Selected passage —
* START *

It has been a gradual rollout.

------
rorrr
It still looks like somebody threw up design blocks and poked the pile of
vomit with a stick trying to make it look nice.

It has a shit ton of random blocks that 99.99% of the visitors don't care
about and will not bother to read.

The titles of blocks are different colors and sizes (right column vs main
area).

There are 3 levels of navigation at the top, plus one multi-level menu on the
left-hand side (which is insane too - try to figure out the order of the
items).

EDIT:

I can tell you exactly how it happened. Amazon slowly matured, they
experimented a bit with their landing page. Every time they want to
revolutionize, the following happens.

* END *

Dataset content —
* START *

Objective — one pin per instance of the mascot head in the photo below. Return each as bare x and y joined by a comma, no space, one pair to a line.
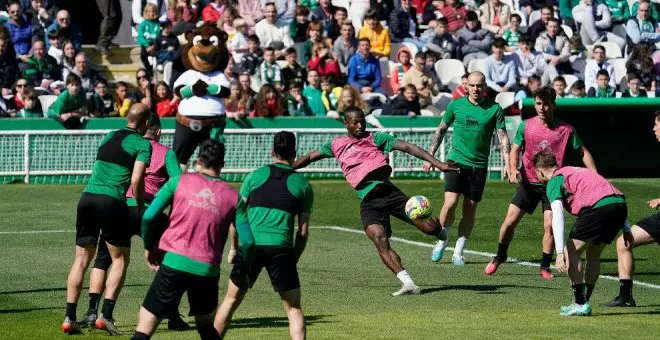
206,49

* END *

Task set —
1 > Return the passage of the comment on Amazon's page design that runs from "It has been" to "bother to read.", copied word for word.
2 > In the comment on Amazon's page design, how do the block titles in the right column differ from those in the main area?

Correct answers —
1 >
It has been a gradual rollout.

------
rorrr
It still looks like somebody threw up design blocks and poked the pile of
vomit with a stick trying to make it look nice.

It has a shit ton of random blocks that 99.99% of the visitors don't care
about and will not bother to read.

2 > They are in different colors and sizes.